Liputan6.com, Jakarta - Konflik agama di Myanmar berujung pada derasnya arus pengungsi Rohingya ke beberapa negara di Asia Tenggara. Kini, permasalahan ini menjadi sorotan dunia. Masalah undang-undang kewarganegaraan dinilai menjadi penyebab utama.
Ketua Bidang Kerukunan Agama Perwakilan Umat Buddha Indonesia (Walubi), Suhadi Sanjaya, menilai kondisi Myanmar saat ini sebenarnya pernah dialami Indonesia. Puncak konflik etnis di Tanah Air terjadi pada 1998.
"Ini seperti etnis Tionghoa di Indonesia beberapa puluh tahun lalu. Diskriminasi sangat kental. Mulai PP 10, PP 65, tahun 1998 puncaknya," kata Suhadi saat pertemuan dengan Rhoma Irama di kantor Walubi, Jakarta Pusat, Rabu (27/5/2015).

[Entri Data]
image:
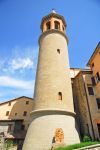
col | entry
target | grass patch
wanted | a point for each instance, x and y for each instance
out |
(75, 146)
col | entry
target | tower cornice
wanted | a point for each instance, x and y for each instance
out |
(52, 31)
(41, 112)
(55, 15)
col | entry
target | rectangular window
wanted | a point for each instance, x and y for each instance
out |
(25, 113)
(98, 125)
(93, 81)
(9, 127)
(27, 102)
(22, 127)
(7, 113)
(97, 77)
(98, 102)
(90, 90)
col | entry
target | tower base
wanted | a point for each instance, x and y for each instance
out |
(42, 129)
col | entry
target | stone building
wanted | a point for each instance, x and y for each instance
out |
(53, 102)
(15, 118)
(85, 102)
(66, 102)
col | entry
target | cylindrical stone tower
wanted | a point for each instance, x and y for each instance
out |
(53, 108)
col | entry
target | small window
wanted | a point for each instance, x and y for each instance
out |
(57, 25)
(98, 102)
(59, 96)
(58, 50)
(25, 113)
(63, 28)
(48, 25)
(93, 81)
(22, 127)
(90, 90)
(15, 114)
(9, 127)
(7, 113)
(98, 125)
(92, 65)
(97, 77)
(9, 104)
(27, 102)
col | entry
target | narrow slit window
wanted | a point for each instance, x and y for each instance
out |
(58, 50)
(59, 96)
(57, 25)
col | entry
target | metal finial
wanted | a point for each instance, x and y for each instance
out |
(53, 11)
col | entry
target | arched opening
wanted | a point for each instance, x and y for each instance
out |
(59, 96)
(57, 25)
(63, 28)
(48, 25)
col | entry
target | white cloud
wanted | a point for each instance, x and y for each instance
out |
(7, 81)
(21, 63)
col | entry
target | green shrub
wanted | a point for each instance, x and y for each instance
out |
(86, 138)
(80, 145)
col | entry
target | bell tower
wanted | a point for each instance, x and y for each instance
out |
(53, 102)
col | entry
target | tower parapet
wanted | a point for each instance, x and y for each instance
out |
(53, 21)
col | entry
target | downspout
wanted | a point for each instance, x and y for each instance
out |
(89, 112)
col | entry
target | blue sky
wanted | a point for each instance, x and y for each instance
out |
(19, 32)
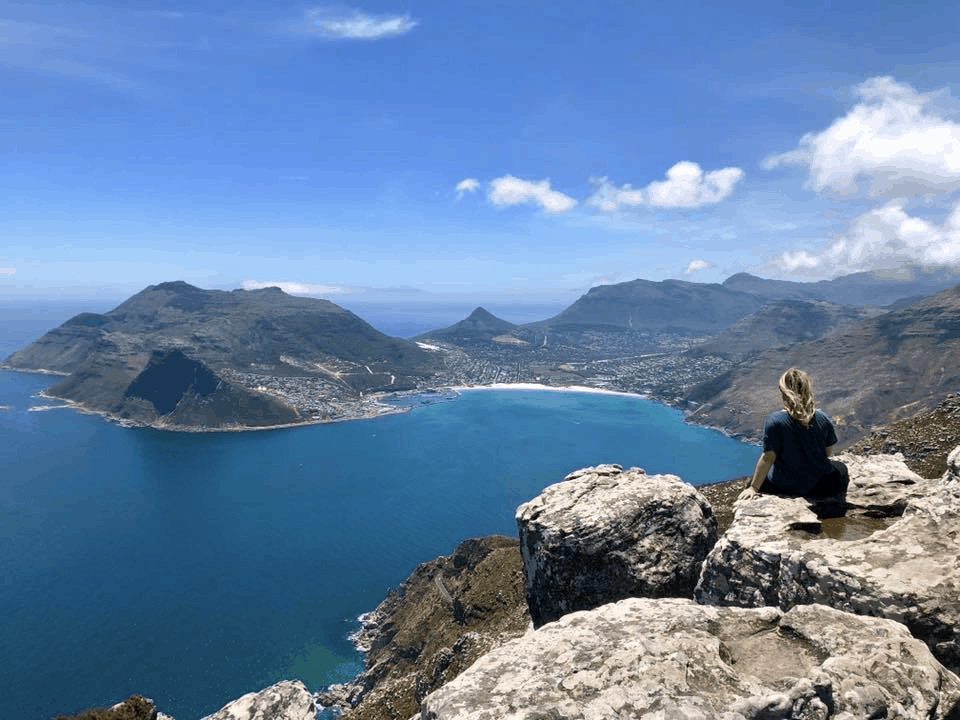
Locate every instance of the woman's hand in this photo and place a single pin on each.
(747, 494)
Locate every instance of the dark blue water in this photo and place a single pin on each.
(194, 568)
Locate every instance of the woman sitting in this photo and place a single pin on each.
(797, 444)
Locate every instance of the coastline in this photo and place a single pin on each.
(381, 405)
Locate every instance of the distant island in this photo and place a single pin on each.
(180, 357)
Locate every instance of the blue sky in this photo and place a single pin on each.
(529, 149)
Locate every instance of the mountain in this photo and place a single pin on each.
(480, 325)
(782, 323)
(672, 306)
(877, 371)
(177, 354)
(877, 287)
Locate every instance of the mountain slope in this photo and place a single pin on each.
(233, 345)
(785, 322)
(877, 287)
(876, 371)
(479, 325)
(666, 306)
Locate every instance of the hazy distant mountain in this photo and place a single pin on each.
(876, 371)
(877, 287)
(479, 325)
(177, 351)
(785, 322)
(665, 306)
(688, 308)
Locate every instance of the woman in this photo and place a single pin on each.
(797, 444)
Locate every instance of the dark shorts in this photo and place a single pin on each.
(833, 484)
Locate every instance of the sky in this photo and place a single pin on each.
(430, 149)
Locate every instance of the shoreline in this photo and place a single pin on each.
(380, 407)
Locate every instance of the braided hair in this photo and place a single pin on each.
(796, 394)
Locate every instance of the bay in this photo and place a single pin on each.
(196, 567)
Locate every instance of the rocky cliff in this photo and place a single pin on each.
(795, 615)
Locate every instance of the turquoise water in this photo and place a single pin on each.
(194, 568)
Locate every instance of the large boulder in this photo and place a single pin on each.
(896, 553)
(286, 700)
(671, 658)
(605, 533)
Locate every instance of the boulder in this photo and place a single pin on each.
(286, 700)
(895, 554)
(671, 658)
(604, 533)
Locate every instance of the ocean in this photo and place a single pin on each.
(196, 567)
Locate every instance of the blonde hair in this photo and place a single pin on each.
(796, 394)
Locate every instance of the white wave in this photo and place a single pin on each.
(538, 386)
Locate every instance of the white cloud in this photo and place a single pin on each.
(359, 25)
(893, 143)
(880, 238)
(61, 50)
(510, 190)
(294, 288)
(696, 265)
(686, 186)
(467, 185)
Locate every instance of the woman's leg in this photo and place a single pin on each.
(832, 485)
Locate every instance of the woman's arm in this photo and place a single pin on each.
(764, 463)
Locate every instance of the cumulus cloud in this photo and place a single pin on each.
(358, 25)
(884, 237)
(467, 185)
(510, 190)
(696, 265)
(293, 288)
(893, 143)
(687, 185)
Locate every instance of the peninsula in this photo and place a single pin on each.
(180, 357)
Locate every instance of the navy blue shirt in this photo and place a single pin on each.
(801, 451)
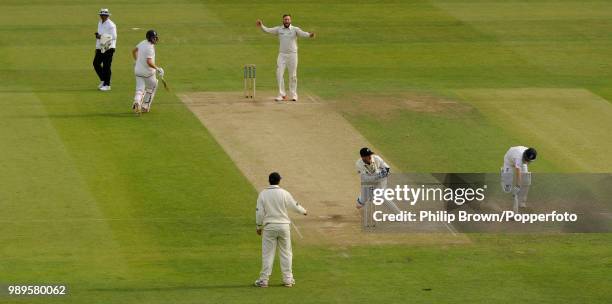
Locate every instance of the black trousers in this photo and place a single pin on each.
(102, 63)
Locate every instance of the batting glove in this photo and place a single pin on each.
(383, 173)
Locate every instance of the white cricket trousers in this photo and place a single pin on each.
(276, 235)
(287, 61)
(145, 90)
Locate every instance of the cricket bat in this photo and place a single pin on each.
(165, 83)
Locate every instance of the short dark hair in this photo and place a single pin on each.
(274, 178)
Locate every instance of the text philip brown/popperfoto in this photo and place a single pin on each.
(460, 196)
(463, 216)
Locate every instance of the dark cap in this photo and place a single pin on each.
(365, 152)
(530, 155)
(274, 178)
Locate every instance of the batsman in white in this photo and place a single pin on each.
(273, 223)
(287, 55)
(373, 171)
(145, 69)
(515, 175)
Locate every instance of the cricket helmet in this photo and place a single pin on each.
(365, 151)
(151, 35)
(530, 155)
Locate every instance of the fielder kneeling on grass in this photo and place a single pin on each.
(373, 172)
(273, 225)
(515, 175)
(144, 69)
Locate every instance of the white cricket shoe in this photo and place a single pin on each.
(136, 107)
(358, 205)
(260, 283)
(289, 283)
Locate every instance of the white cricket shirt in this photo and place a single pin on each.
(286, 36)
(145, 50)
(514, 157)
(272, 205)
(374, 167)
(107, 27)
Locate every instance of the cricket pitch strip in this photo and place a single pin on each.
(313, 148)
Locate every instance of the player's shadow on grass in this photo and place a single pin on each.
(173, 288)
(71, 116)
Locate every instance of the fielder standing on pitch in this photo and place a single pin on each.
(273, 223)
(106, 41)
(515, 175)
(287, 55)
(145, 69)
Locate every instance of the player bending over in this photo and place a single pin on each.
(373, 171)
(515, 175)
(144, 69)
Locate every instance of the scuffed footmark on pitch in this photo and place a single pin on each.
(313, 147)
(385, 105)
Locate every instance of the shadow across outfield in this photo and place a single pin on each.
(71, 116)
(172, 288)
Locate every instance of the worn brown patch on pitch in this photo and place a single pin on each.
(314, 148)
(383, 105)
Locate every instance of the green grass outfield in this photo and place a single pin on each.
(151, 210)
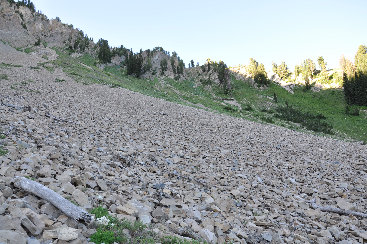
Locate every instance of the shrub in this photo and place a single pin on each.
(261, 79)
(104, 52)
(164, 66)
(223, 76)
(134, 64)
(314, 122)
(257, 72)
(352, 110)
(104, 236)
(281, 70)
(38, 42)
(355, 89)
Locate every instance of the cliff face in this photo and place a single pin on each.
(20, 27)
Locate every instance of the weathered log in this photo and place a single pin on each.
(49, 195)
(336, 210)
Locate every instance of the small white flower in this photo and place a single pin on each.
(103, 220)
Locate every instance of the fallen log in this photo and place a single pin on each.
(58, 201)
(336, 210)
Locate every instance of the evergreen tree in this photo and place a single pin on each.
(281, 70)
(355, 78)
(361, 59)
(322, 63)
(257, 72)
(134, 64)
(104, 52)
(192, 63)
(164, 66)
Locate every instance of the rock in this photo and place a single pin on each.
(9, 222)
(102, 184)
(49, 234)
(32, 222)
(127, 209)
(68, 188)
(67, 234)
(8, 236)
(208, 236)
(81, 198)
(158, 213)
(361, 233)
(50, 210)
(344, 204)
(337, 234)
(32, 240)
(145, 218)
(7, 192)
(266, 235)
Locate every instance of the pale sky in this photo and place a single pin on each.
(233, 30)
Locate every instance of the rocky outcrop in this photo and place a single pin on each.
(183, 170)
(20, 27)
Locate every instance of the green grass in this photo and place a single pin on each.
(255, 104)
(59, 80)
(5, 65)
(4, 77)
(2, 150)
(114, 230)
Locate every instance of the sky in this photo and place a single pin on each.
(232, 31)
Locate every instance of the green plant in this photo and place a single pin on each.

* [Rincian Tugas] Lanjutkan berita tentang pengungsi Rohingya dan tanggapan Walubi, dimulai tepat setelah kalimat terakhirnya.

* [Jawaban Akhir]
Beruntung, sambung dia, selepas itu undang-undang kewarganegaraan di Indonesia diubah. Sehingga tidak ada lagi perbedaan antara masing-masing umat beragama.
Suhandi menuturkan, penduduk Rohingya di Myanmar berbatasan dengan Bangladesh. Mereka sangat sering bolak-balik ke dua negara tersebut karena hanya dipisahkan oleh sungai.
Mereka, tutur Suhadi, juga lebih mahir berbahasa Bangladesh dibanding Myanmar. Menurut dia, kalau ditanya siapa presiden Myanmar saat ini mereka tidak akan tahu.
"Tapi bagaimana mereka mau meningkatkan jiwa kebangsaan kalau mereka saja tidak diakui negaranya," imbuh dia.
Rohingya bahkan sudah tinggal di lokasi itu sejak 1.400 tahun lalu. Permasalahannya, kata Suhadi, saat ini, Myanmar tidak mengakui Rohingya sebagai suku dalam undang-undang kewarganegaraan mereka.
"Myanmar memang perlu mengubah permasalahan yang paling fundamental itu. Mungkin belum seperti Indonesia, Myanmar masih butuh banyak masukan," ujar Suhandi.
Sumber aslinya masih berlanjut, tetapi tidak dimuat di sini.